• What the exercise asks:
List the lines from the line containing "around the wide" to the line containing "xmin=469 ymin=820 xmax=770 ymax=906", inclusive, as a numbered list with blank lines omitted.

[Image box annotation records]
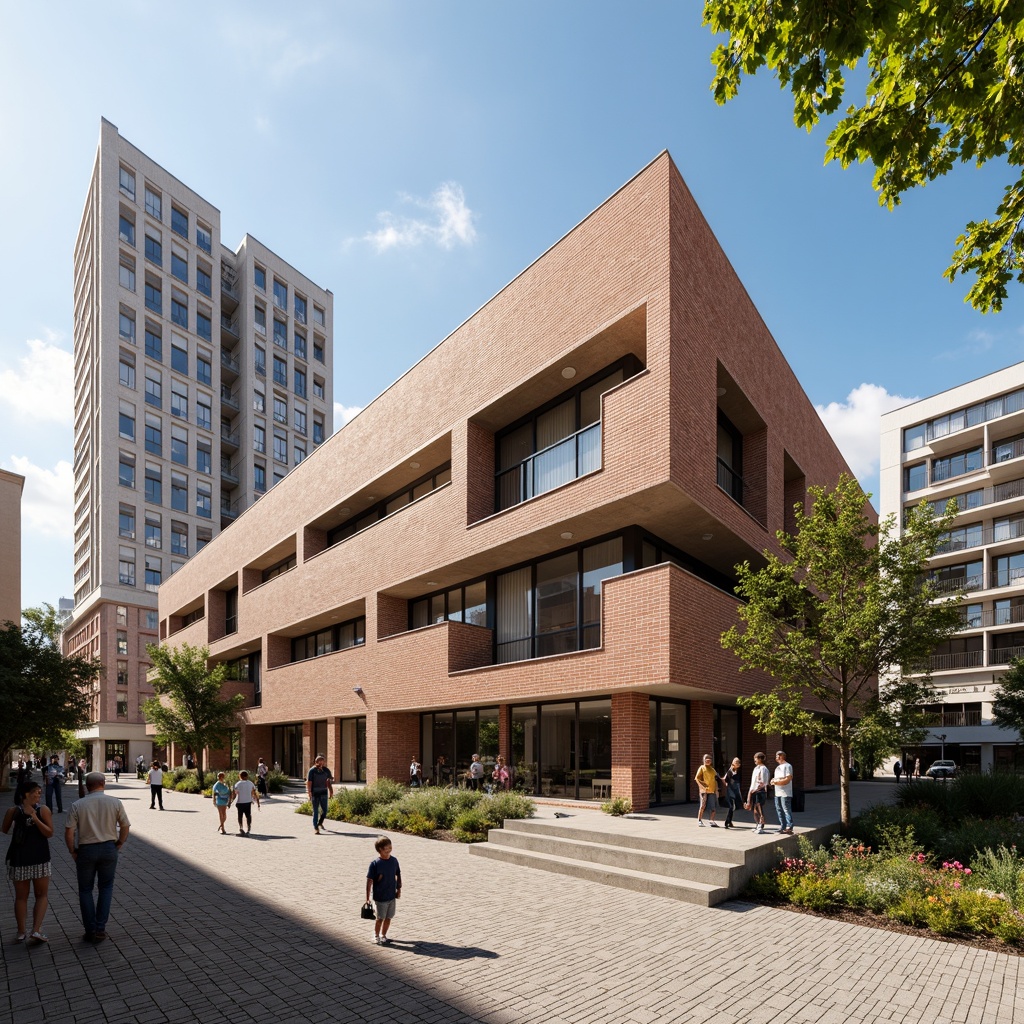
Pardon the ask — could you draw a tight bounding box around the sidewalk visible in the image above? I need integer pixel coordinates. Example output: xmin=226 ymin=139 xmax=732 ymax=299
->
xmin=0 ymin=778 xmax=1024 ymax=1024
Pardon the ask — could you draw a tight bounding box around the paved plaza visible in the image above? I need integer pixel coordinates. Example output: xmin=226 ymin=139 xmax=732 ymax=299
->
xmin=0 ymin=779 xmax=1024 ymax=1024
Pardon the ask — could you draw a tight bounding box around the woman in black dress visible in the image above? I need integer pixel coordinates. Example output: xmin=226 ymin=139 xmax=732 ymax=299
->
xmin=0 ymin=780 xmax=53 ymax=942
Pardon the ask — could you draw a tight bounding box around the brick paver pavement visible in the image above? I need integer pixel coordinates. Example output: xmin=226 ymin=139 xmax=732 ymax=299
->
xmin=0 ymin=780 xmax=1024 ymax=1024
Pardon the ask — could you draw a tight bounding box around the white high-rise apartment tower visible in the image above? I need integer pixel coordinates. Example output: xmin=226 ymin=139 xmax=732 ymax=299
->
xmin=881 ymin=362 xmax=1024 ymax=771
xmin=63 ymin=120 xmax=334 ymax=767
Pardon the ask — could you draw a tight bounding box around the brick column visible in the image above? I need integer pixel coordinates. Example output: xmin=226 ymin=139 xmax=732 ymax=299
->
xmin=324 ymin=718 xmax=341 ymax=781
xmin=686 ymin=700 xmax=715 ymax=800
xmin=611 ymin=693 xmax=650 ymax=811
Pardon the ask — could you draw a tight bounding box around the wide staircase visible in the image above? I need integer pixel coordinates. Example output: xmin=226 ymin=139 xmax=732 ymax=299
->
xmin=469 ymin=820 xmax=770 ymax=906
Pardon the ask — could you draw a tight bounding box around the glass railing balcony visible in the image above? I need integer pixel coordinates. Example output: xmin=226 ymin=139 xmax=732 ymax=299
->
xmin=496 ymin=421 xmax=601 ymax=512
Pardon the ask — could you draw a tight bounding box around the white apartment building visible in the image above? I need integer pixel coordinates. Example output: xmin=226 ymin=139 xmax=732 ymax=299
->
xmin=881 ymin=362 xmax=1024 ymax=771
xmin=63 ymin=119 xmax=334 ymax=767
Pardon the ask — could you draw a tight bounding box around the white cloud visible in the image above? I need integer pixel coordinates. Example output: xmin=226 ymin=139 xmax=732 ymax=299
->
xmin=814 ymin=384 xmax=916 ymax=479
xmin=334 ymin=401 xmax=362 ymax=430
xmin=5 ymin=455 xmax=75 ymax=541
xmin=0 ymin=336 xmax=75 ymax=424
xmin=364 ymin=181 xmax=476 ymax=253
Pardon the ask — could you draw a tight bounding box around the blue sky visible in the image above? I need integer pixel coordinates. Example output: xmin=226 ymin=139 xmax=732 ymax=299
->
xmin=0 ymin=0 xmax=1024 ymax=605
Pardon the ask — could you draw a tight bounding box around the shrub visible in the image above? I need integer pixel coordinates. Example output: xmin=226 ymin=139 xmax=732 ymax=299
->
xmin=971 ymin=845 xmax=1024 ymax=910
xmin=601 ymin=797 xmax=633 ymax=817
xmin=453 ymin=808 xmax=487 ymax=843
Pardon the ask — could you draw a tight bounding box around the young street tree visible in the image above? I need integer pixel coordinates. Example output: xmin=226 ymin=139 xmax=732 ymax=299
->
xmin=722 ymin=474 xmax=961 ymax=827
xmin=0 ymin=620 xmax=96 ymax=786
xmin=142 ymin=644 xmax=246 ymax=786
xmin=992 ymin=657 xmax=1024 ymax=739
xmin=703 ymin=0 xmax=1024 ymax=312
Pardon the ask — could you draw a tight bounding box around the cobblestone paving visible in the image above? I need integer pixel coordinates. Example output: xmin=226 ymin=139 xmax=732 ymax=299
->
xmin=0 ymin=780 xmax=1024 ymax=1024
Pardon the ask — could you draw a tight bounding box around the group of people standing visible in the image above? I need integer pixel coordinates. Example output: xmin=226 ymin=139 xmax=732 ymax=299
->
xmin=693 ymin=751 xmax=793 ymax=836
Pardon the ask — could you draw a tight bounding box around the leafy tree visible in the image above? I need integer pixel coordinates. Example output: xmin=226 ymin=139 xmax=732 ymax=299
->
xmin=0 ymin=621 xmax=96 ymax=785
xmin=722 ymin=474 xmax=961 ymax=826
xmin=992 ymin=657 xmax=1024 ymax=739
xmin=22 ymin=601 xmax=63 ymax=647
xmin=142 ymin=644 xmax=246 ymax=788
xmin=703 ymin=0 xmax=1024 ymax=312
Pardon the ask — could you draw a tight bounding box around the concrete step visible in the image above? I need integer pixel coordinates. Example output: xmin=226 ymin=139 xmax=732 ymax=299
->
xmin=469 ymin=829 xmax=729 ymax=906
xmin=504 ymin=818 xmax=746 ymax=864
xmin=487 ymin=822 xmax=741 ymax=891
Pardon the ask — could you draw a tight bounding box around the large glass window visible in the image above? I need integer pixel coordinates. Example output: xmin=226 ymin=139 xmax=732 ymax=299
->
xmin=496 ymin=359 xmax=636 ymax=511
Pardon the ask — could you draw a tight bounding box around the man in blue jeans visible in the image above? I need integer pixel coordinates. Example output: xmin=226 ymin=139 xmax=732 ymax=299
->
xmin=768 ymin=751 xmax=793 ymax=836
xmin=65 ymin=771 xmax=131 ymax=942
xmin=306 ymin=754 xmax=334 ymax=836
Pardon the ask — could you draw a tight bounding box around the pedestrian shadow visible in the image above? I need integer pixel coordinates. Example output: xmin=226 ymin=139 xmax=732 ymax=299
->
xmin=385 ymin=939 xmax=498 ymax=961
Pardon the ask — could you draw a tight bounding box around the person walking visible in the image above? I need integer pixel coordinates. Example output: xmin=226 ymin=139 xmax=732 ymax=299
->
xmin=743 ymin=751 xmax=768 ymax=836
xmin=234 ymin=771 xmax=259 ymax=836
xmin=43 ymin=754 xmax=65 ymax=814
xmin=768 ymin=751 xmax=793 ymax=836
xmin=213 ymin=771 xmax=231 ymax=836
xmin=693 ymin=754 xmax=718 ymax=828
xmin=0 ymin=779 xmax=53 ymax=942
xmin=65 ymin=771 xmax=131 ymax=942
xmin=722 ymin=758 xmax=743 ymax=828
xmin=146 ymin=761 xmax=164 ymax=811
xmin=306 ymin=754 xmax=334 ymax=836
xmin=367 ymin=836 xmax=401 ymax=946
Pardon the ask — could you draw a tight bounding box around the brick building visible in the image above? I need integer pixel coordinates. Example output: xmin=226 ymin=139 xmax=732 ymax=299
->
xmin=160 ymin=153 xmax=847 ymax=808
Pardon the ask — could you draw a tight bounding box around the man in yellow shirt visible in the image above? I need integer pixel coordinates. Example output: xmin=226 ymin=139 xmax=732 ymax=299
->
xmin=693 ymin=754 xmax=719 ymax=828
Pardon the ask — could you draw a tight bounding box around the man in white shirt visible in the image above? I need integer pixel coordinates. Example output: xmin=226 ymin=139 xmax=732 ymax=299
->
xmin=769 ymin=751 xmax=793 ymax=836
xmin=65 ymin=771 xmax=130 ymax=942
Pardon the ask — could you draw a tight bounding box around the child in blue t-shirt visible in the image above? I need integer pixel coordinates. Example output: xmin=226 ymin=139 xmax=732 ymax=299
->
xmin=213 ymin=771 xmax=231 ymax=836
xmin=367 ymin=836 xmax=401 ymax=946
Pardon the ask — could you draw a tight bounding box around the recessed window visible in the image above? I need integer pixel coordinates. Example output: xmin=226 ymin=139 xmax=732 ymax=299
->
xmin=118 ymin=352 xmax=135 ymax=390
xmin=196 ymin=265 xmax=213 ymax=296
xmin=145 ymin=462 xmax=164 ymax=505
xmin=118 ymin=309 xmax=135 ymax=345
xmin=118 ymin=213 xmax=135 ymax=246
xmin=145 ymin=413 xmax=164 ymax=456
xmin=118 ymin=167 xmax=135 ymax=202
xmin=145 ymin=324 xmax=164 ymax=362
xmin=171 ymin=250 xmax=188 ymax=285
xmin=145 ymin=367 xmax=164 ymax=409
xmin=145 ymin=185 xmax=163 ymax=220
xmin=118 ymin=256 xmax=136 ymax=292
xmin=145 ymin=234 xmax=164 ymax=266
xmin=171 ymin=206 xmax=188 ymax=239
xmin=171 ymin=473 xmax=188 ymax=512
xmin=171 ymin=426 xmax=188 ymax=464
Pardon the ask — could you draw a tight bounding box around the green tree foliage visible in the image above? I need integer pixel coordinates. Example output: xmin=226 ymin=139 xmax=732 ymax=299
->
xmin=703 ymin=0 xmax=1024 ymax=312
xmin=722 ymin=474 xmax=961 ymax=826
xmin=992 ymin=657 xmax=1024 ymax=739
xmin=0 ymin=620 xmax=96 ymax=784
xmin=142 ymin=644 xmax=245 ymax=788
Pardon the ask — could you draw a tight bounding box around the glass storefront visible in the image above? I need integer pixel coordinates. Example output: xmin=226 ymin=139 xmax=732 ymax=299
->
xmin=650 ymin=699 xmax=690 ymax=804
xmin=420 ymin=708 xmax=498 ymax=785
xmin=512 ymin=698 xmax=611 ymax=800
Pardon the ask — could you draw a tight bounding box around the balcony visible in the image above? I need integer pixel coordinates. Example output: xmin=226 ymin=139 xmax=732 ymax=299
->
xmin=495 ymin=421 xmax=601 ymax=512
xmin=928 ymin=650 xmax=985 ymax=672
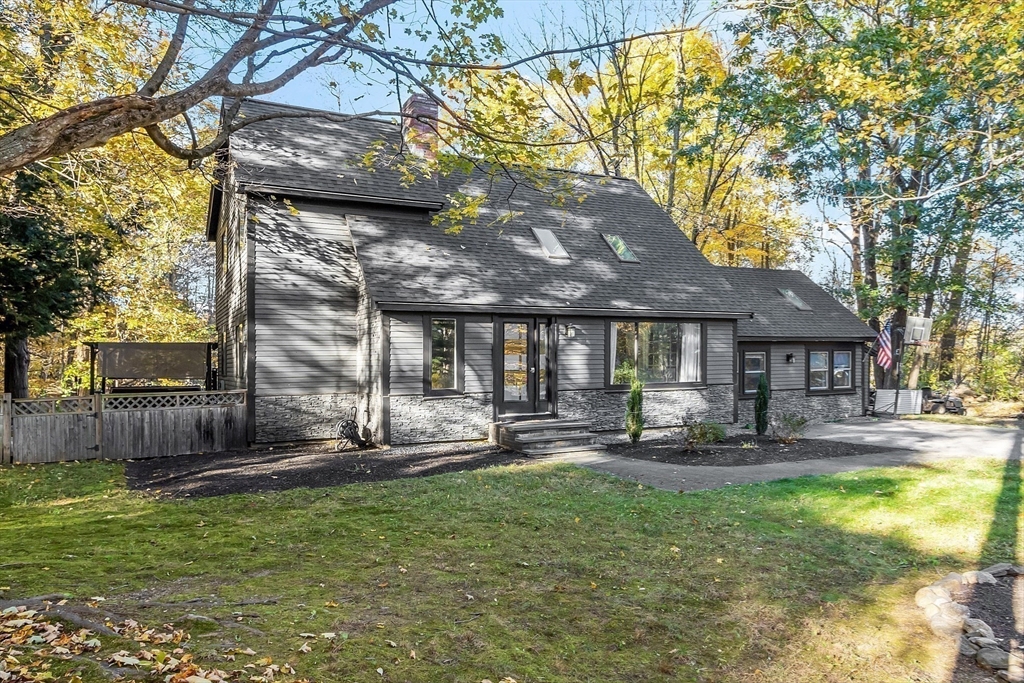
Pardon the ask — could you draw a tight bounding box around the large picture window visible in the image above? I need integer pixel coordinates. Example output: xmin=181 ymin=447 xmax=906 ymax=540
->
xmin=429 ymin=317 xmax=458 ymax=391
xmin=611 ymin=323 xmax=702 ymax=385
xmin=807 ymin=349 xmax=853 ymax=391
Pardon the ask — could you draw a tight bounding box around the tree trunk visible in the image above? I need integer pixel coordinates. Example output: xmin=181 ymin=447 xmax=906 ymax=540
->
xmin=3 ymin=336 xmax=29 ymax=398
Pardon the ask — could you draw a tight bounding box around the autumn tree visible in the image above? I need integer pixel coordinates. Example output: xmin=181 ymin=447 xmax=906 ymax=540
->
xmin=0 ymin=173 xmax=108 ymax=398
xmin=737 ymin=0 xmax=1024 ymax=386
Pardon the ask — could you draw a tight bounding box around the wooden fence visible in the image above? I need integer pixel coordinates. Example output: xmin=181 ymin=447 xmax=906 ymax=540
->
xmin=0 ymin=390 xmax=246 ymax=463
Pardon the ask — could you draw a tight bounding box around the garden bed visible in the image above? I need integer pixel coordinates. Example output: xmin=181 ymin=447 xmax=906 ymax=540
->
xmin=608 ymin=433 xmax=896 ymax=467
xmin=125 ymin=442 xmax=530 ymax=498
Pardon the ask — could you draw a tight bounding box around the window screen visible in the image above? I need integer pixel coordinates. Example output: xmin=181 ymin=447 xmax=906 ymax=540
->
xmin=743 ymin=351 xmax=768 ymax=393
xmin=531 ymin=227 xmax=569 ymax=258
xmin=430 ymin=317 xmax=456 ymax=390
xmin=808 ymin=351 xmax=828 ymax=390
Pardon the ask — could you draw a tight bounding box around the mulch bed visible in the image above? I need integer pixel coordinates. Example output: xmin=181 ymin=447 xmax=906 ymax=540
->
xmin=608 ymin=434 xmax=895 ymax=467
xmin=125 ymin=443 xmax=536 ymax=498
xmin=952 ymin=577 xmax=1024 ymax=647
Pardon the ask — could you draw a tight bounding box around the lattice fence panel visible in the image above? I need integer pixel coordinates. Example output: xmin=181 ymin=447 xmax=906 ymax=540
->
xmin=12 ymin=396 xmax=92 ymax=417
xmin=103 ymin=391 xmax=246 ymax=412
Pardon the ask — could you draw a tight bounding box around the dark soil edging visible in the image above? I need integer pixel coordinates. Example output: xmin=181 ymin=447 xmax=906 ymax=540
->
xmin=608 ymin=434 xmax=896 ymax=467
xmin=125 ymin=442 xmax=536 ymax=498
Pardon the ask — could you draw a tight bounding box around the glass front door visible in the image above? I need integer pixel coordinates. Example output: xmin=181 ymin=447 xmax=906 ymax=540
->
xmin=496 ymin=318 xmax=552 ymax=415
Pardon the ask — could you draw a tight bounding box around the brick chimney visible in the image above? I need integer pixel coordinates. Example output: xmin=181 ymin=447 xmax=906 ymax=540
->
xmin=401 ymin=92 xmax=437 ymax=161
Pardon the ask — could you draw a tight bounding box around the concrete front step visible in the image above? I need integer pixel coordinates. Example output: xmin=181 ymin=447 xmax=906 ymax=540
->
xmin=490 ymin=419 xmax=604 ymax=455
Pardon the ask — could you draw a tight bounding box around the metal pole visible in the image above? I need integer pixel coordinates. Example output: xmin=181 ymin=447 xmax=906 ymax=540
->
xmin=893 ymin=328 xmax=906 ymax=420
xmin=89 ymin=344 xmax=96 ymax=394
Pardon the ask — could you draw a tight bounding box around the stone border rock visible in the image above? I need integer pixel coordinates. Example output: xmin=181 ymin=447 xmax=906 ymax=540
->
xmin=913 ymin=562 xmax=1024 ymax=683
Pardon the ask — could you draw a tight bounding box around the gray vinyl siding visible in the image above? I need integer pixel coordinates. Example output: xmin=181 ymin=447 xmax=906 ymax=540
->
xmin=250 ymin=201 xmax=359 ymax=395
xmin=557 ymin=317 xmax=606 ymax=391
xmin=769 ymin=344 xmax=807 ymax=391
xmin=705 ymin=321 xmax=733 ymax=384
xmin=464 ymin=317 xmax=495 ymax=393
xmin=214 ymin=163 xmax=248 ymax=389
xmin=390 ymin=314 xmax=423 ymax=396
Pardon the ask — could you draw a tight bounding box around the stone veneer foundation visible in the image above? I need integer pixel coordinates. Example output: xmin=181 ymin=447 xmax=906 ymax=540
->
xmin=390 ymin=392 xmax=494 ymax=445
xmin=738 ymin=389 xmax=864 ymax=425
xmin=558 ymin=384 xmax=733 ymax=431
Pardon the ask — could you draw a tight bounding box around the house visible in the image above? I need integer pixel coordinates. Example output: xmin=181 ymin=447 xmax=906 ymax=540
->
xmin=208 ymin=95 xmax=873 ymax=444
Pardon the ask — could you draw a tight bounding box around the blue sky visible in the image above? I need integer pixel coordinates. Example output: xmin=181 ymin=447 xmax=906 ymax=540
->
xmin=264 ymin=0 xmax=848 ymax=278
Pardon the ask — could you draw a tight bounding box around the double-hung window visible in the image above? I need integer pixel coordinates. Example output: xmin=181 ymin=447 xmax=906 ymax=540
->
xmin=610 ymin=322 xmax=703 ymax=385
xmin=423 ymin=317 xmax=462 ymax=394
xmin=742 ymin=351 xmax=768 ymax=394
xmin=807 ymin=349 xmax=853 ymax=391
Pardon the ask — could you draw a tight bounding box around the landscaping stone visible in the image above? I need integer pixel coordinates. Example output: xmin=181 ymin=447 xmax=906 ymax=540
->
xmin=975 ymin=647 xmax=1010 ymax=669
xmin=968 ymin=637 xmax=1001 ymax=649
xmin=939 ymin=602 xmax=971 ymax=626
xmin=925 ymin=598 xmax=952 ymax=618
xmin=961 ymin=571 xmax=996 ymax=585
xmin=959 ymin=636 xmax=981 ymax=657
xmin=982 ymin=562 xmax=1014 ymax=577
xmin=913 ymin=562 xmax=1024 ymax=683
xmin=913 ymin=586 xmax=950 ymax=607
xmin=964 ymin=618 xmax=995 ymax=638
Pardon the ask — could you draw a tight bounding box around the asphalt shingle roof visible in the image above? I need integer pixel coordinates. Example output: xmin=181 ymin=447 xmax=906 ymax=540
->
xmin=229 ymin=100 xmax=871 ymax=339
xmin=720 ymin=266 xmax=874 ymax=340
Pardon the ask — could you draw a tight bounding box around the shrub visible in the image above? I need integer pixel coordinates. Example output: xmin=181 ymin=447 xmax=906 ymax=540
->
xmin=774 ymin=413 xmax=807 ymax=443
xmin=754 ymin=373 xmax=769 ymax=436
xmin=684 ymin=421 xmax=725 ymax=450
xmin=626 ymin=377 xmax=644 ymax=443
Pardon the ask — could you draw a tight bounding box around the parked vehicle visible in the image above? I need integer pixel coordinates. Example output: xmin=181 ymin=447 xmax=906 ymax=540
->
xmin=921 ymin=387 xmax=967 ymax=415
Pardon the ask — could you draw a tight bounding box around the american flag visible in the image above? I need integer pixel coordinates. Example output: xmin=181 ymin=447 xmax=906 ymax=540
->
xmin=874 ymin=323 xmax=893 ymax=370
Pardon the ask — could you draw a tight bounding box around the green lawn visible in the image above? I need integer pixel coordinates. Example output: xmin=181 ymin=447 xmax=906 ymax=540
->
xmin=0 ymin=454 xmax=1020 ymax=683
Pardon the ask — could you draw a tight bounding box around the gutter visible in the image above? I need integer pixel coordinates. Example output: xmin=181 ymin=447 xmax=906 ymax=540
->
xmin=239 ymin=182 xmax=444 ymax=211
xmin=376 ymin=301 xmax=754 ymax=321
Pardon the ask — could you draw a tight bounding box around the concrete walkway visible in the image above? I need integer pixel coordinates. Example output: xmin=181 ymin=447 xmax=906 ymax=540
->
xmin=558 ymin=420 xmax=1024 ymax=492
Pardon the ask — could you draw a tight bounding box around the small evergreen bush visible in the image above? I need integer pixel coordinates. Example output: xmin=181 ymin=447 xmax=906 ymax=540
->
xmin=685 ymin=422 xmax=725 ymax=451
xmin=626 ymin=377 xmax=644 ymax=443
xmin=754 ymin=373 xmax=770 ymax=436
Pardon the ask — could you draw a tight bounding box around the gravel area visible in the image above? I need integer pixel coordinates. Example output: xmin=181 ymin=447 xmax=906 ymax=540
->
xmin=608 ymin=434 xmax=909 ymax=467
xmin=125 ymin=442 xmax=536 ymax=498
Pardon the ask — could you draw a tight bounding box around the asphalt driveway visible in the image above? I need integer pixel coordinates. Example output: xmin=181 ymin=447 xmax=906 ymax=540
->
xmin=559 ymin=419 xmax=1024 ymax=492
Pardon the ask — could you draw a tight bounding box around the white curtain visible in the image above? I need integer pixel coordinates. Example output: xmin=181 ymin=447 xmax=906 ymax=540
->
xmin=679 ymin=323 xmax=700 ymax=382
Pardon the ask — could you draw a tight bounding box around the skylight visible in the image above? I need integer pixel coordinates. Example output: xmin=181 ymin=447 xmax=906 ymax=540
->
xmin=778 ymin=287 xmax=811 ymax=310
xmin=530 ymin=227 xmax=569 ymax=258
xmin=601 ymin=234 xmax=640 ymax=263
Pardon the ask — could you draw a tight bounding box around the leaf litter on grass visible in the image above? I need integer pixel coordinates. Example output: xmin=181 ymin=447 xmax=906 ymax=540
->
xmin=0 ymin=600 xmax=307 ymax=683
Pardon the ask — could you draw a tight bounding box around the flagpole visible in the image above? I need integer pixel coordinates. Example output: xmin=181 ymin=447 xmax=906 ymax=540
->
xmin=893 ymin=327 xmax=906 ymax=420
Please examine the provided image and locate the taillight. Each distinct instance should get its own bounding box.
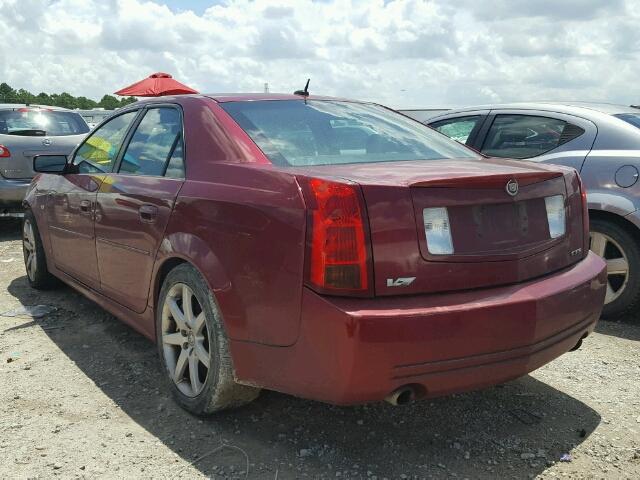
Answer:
[303,178,372,294]
[544,195,566,238]
[576,172,589,256]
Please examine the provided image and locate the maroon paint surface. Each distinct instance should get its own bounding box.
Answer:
[27,95,605,403]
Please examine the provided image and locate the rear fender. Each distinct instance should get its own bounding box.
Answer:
[149,232,246,338]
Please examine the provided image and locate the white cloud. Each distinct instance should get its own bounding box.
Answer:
[0,0,640,107]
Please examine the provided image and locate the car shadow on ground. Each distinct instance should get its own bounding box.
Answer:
[596,315,640,342]
[5,276,600,479]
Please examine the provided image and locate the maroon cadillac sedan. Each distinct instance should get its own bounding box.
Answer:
[23,94,606,414]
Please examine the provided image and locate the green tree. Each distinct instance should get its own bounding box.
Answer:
[0,82,16,103]
[0,82,137,110]
[57,92,78,109]
[36,92,53,105]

• Full output:
1. Pardon the ask — could you draw a tight bounding box around the wide staircase visible in the image above? I need integer pixel coordinates. Example output: xmin=226 ymin=139 xmax=732 ymax=299
2. ->
3. xmin=469 ymin=820 xmax=770 ymax=906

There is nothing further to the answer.